Aim: Set out every line of the rows below as a two-column Markdown table, with the column headers No. and Line. Number each entry and omit blank lines.

Data listing:
---*---

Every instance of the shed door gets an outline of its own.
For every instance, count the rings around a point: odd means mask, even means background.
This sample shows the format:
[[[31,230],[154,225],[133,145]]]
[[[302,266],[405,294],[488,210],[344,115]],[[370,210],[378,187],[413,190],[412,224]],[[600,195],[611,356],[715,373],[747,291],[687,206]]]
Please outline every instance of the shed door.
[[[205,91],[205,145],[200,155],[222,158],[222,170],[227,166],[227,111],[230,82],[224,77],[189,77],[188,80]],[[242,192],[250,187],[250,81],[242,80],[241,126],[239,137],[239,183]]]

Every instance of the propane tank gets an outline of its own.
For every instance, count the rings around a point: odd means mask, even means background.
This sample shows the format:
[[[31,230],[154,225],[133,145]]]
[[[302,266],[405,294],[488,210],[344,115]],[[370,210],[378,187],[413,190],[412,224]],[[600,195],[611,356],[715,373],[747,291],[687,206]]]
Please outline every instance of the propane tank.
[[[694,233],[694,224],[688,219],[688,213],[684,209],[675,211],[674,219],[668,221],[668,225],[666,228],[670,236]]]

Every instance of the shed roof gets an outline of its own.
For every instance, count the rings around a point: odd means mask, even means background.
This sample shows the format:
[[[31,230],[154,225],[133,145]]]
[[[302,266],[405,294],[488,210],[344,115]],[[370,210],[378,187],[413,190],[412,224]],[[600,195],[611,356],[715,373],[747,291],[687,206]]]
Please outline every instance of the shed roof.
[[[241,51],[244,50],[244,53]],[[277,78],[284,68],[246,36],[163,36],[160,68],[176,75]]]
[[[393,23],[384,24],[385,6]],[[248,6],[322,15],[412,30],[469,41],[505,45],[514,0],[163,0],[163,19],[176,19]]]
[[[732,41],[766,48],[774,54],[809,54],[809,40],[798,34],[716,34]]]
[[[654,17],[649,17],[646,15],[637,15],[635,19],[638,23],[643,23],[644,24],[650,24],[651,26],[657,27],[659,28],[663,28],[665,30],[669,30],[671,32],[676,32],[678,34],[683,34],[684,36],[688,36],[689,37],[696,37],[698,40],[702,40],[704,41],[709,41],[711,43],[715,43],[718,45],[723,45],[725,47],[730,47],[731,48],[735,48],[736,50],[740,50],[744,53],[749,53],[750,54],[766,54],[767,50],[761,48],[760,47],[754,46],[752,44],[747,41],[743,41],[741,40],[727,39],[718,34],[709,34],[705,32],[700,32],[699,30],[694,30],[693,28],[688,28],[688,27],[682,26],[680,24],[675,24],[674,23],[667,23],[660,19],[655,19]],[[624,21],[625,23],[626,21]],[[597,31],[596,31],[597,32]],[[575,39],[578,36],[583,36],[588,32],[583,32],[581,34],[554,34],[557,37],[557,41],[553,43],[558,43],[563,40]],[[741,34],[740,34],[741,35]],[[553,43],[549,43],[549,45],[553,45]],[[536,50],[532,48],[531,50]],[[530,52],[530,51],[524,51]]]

---*---

Solution for this exercise:
| No. | Line |
|---|---|
| 1 | Every instance of the shed door gets an outline of its own. |
| 2 | For every instance, count the rings around a point: odd means mask, even means background. |
| 3 | This sample shows the format: |
| 4 | [[[31,230],[154,225],[133,145]]] |
| 5 | [[[302,266],[405,294],[488,210],[344,115]],[[370,210],[378,187],[413,190],[412,224]],[[600,195],[611,356],[715,373],[747,291],[687,206]]] |
| 6 | Please outline every instance of the shed door. |
| 7 | [[[205,91],[205,145],[200,155],[222,158],[222,170],[227,166],[227,111],[230,82],[224,77],[189,77],[188,80]],[[242,192],[250,187],[250,81],[242,80],[241,126],[239,137],[239,183]]] |
| 8 | Every instance of the propane tank gets an outline of its own. |
| 9 | For every instance, count the rings around a point: odd means mask, even means background. |
| 10 | This sample shows the format: |
| 11 | [[[31,230],[154,225],[133,145]]] |
| 12 | [[[302,266],[405,294],[488,210],[344,115]],[[370,210],[378,187],[413,190],[412,224]],[[600,195],[611,356],[715,373],[747,291],[687,206]]] |
| 13 | Please outline every instance of the propane tank. |
| 14 | [[[694,233],[694,224],[688,219],[688,213],[684,209],[675,211],[674,219],[668,221],[668,225],[666,228],[670,236]]] |
| 15 | Every instance of the shed roof gets an outline of its own. |
| 16 | For every instance, count the rings around a point: odd means mask, even means background. |
| 17 | This sample shows the format: |
| 18 | [[[31,230],[154,225],[133,145]]] |
| 19 | [[[302,266],[405,294],[488,210],[344,115]],[[370,210],[378,187],[413,190],[412,224]],[[600,195],[611,356],[715,373],[747,291],[687,206]]] |
| 20 | Please outline every instance of the shed roof. |
| 21 | [[[241,51],[244,50],[244,53]],[[277,78],[284,68],[246,36],[163,36],[160,68],[176,75]]] |
| 22 | [[[393,23],[384,24],[385,6]],[[248,6],[322,15],[412,30],[469,41],[505,45],[514,0],[163,0],[163,19],[176,19]]] |
| 23 | [[[732,41],[766,48],[774,54],[809,54],[809,40],[798,34],[716,34]]] |
| 24 | [[[654,17],[649,17],[646,15],[637,15],[635,19],[638,23],[643,23],[644,24],[650,24],[651,26],[657,27],[659,28],[663,28],[665,30],[669,30],[671,32],[676,32],[678,34],[683,34],[684,36],[688,36],[689,37],[696,37],[698,40],[702,40],[704,41],[709,41],[711,43],[715,43],[718,45],[723,45],[725,47],[730,47],[731,48],[735,48],[736,50],[740,50],[744,53],[749,53],[750,54],[766,54],[767,50],[761,48],[760,47],[754,46],[752,44],[747,41],[743,41],[741,40],[727,39],[718,34],[709,34],[705,32],[700,32],[699,30],[694,30],[693,28],[688,28],[688,27],[682,26],[680,24],[675,24],[674,23],[667,23],[660,19],[655,19]],[[624,21],[625,23],[626,21]],[[597,31],[596,31],[597,32]],[[575,39],[578,36],[583,36],[588,32],[583,32],[581,34],[554,34],[557,37],[557,41],[553,43],[558,43],[563,40]],[[741,34],[740,34],[741,35]],[[553,43],[549,43],[549,45],[553,45]],[[536,50],[532,48],[531,50]],[[530,52],[530,51],[524,51]]] |